** Text under study follows **

Since 1976, the theater was operated by Landmark Theatres and generally showed foreign language and independent films, as well as other "art-house" movies. The theater re-opened on March 26, 1977.

On September 9, 1982, there was a screening of Salo at the theater; this was the third showing in a three-year period. Vice squad officers waited for the screening to conclude and arrested the manager in a raid. The authorities charged him with promoting obscene material but a jury acquitted the manager in an April 1983 trial.

During a January 1983 screening of Fire on the Water there was a dueling protest between Ku Klux Klan and anti-Klan groups. After the release of the 1985 film Hail Mary there were protests from church groups.

The theater's focus went back to first run films by the mid-1980s due to an increase in video VHS releases and cable. In the mid-1980s the theater owners spent $400,000 on renovation. They removed a group of seats from the downstairs auditorium so a projector could be installed. The seating capacity was changed to 546 seats. The owners changed the balcony into two 125-seat each mini-theaters. The 1939-era carbon-arc projectors were replaced with platter-system projectors. The balcony screens received an ultrastereo sound system, while Dolby was used for the downstairs screens. The theater owners installed a café in the upstairs area and elevators. New paint in gray and blue was applied to the interior. On May 15, 1986, the renovated theater re-opened. October 5, 2012 the theatre showed its final movie on 35mm film, The Master, before being upgraded to 100% digital projection.

In December 1996 premiere of the film The Evening Star was held here.

The theater was in the River Oaks Shopping Center, on the eastern edge of the prestigious River Oaks subdivision.

In December 2018, Landmark was acquired by Cohen Media Group, changing the theater's ownership.

** End of Text under study **

--- Tasks for this exercise ---
1. Decide whether each statement below agrees with the text on the theater's history, answering yes or no and quoting the deciding words: (a) The manager arrested after the Salo screening was convicted at trial. (b) The renovation turned the balcony into two mini-theaters of 125 seats each. (c) The last film the theater showed on 35mm was The Master.
2. Recast the paragraph of the text on the theater's history that begins "The theater's focus went back" as a list, keeping its main facts.

** Provided material follows **

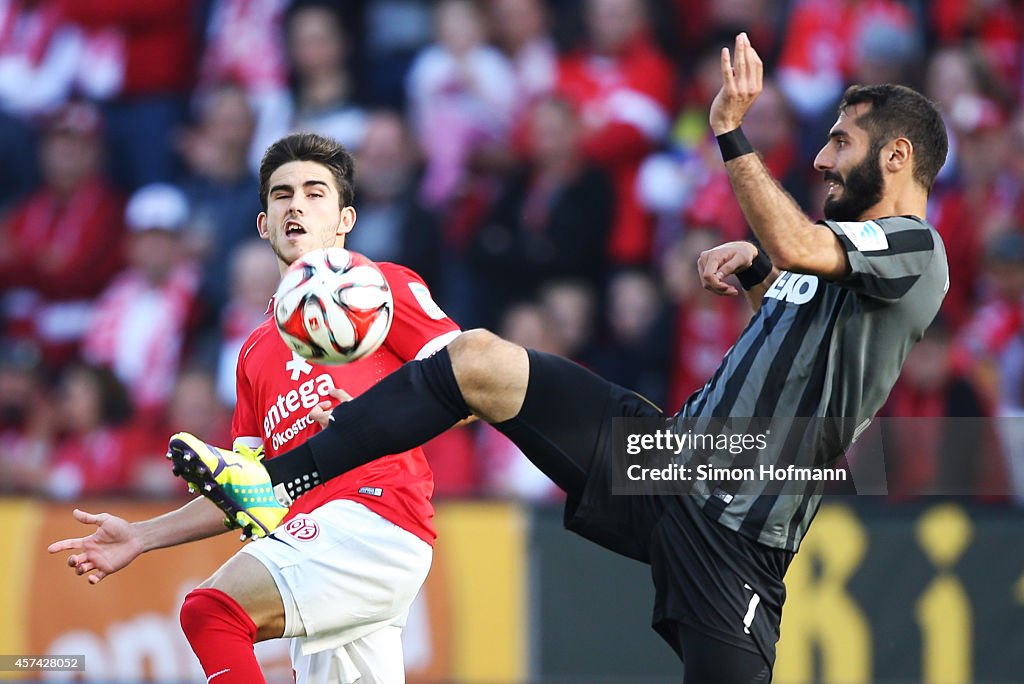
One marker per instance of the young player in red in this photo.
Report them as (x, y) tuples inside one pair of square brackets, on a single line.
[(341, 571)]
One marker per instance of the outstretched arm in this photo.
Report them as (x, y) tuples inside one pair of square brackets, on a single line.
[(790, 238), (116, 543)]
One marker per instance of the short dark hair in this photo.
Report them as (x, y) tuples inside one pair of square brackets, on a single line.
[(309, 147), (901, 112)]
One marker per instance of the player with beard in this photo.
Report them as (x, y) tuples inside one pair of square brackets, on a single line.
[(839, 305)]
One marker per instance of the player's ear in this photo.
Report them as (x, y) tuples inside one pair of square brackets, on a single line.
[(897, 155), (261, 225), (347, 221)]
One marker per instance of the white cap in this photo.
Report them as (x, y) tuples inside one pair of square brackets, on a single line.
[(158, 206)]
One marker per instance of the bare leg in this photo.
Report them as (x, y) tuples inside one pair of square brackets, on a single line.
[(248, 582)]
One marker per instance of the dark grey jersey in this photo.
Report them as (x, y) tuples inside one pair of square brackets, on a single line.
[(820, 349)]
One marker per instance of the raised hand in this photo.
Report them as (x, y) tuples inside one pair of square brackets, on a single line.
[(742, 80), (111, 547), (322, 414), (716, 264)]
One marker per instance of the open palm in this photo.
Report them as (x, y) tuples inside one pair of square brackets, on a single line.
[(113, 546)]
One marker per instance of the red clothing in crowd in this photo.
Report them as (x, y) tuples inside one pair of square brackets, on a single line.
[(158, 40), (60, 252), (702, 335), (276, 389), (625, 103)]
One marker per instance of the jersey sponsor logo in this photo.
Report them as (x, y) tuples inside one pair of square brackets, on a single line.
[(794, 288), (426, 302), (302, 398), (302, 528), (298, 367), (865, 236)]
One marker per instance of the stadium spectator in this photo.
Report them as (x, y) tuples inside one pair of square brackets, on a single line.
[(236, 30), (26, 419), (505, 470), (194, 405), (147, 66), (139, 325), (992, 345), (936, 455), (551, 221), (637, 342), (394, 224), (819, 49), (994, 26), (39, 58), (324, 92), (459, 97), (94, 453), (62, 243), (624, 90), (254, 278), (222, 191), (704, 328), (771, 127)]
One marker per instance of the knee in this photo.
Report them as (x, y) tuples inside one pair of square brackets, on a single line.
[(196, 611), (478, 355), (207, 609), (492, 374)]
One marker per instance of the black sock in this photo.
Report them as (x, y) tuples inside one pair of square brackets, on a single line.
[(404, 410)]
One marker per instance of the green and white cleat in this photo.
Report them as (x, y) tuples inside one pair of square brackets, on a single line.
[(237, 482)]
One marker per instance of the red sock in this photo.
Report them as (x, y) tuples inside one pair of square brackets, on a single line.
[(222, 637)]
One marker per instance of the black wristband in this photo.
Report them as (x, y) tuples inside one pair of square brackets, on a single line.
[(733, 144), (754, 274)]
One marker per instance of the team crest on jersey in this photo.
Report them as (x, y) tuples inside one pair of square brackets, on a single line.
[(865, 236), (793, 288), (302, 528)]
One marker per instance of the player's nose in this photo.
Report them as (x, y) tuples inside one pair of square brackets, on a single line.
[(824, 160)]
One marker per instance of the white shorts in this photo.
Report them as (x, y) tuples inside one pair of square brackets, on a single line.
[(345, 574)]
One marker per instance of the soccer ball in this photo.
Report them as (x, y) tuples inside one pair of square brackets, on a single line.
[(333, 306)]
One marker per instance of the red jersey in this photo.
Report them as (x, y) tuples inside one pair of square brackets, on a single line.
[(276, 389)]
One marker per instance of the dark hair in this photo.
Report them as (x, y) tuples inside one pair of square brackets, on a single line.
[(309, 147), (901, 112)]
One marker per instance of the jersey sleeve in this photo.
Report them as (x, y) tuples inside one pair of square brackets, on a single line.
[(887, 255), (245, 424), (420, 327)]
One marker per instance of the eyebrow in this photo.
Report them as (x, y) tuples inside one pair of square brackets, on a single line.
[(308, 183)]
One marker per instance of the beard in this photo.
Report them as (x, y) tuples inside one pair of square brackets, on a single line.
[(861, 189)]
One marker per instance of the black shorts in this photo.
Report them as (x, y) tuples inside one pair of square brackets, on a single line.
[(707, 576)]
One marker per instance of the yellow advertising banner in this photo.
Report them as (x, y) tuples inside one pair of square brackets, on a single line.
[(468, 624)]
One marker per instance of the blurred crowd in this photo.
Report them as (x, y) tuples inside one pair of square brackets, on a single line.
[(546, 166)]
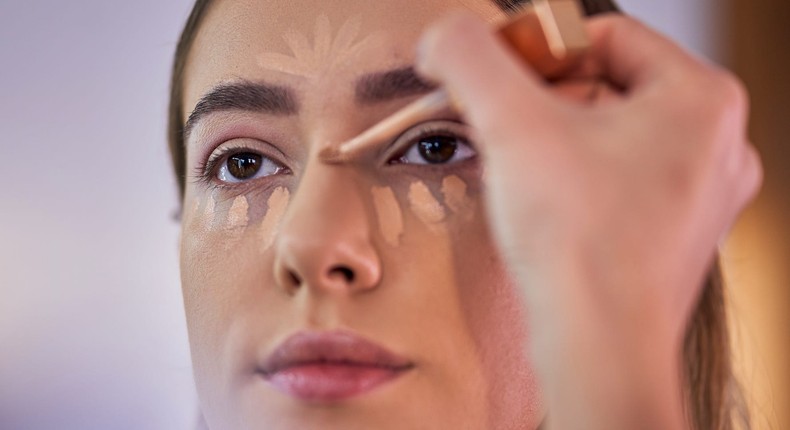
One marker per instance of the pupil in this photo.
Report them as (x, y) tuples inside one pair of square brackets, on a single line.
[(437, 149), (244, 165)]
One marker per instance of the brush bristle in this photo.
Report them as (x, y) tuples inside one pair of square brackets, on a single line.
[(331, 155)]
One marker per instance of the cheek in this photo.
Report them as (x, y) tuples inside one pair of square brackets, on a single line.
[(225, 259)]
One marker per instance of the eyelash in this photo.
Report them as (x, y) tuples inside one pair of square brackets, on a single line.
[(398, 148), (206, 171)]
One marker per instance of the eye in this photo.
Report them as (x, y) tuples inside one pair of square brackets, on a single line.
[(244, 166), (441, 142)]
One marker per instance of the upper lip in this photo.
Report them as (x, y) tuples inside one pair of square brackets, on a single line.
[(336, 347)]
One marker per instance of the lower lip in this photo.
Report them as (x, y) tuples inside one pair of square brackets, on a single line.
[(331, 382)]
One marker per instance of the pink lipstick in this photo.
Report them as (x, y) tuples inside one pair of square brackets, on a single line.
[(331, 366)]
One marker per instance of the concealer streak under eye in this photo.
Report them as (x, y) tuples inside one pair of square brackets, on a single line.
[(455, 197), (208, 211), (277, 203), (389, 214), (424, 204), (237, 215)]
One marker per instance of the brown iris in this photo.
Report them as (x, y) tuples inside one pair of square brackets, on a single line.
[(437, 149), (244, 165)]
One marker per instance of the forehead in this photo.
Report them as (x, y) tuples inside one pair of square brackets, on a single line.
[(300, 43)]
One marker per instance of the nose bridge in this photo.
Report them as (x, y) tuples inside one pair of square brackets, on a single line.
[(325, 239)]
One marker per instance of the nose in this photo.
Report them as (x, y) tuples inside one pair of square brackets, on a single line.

** End of Provided material **

--- Responses for each task ---
1.
(a) No: "a jury acquitted the manager in an April 1983 trial."
(b) Yes: "The owners changed the balcony into two 125-seat each mini-theaters."
(c) Yes: "October 5, 2012 the theatre showed its final movie on 35mm film, The Master"

2.
- By the mid-1980s, the theater returned to first-run films because of more VHS releases and cable.
- In the mid-1980s, the owners spent $400,000 on renovation:
  - Removed some downstairs seats to install a projector, bringing seating to 546.
  - Converted the balcony into two 125-seat mini-theaters.
  - Replaced the 1939-era carbon-arc projectors with platter-system projectors.
  - Added ultrastereo sound to the balcony screens and Dolby to the downstairs screens.
  - Installed an upstairs café and elevators.
  - Repainted the interior in gray and blue.
- The renovated theater reopened on May 15, 1986.
- On October 5, 2012, it showed its last 35mm film, The Master, then switched to fully digital projection.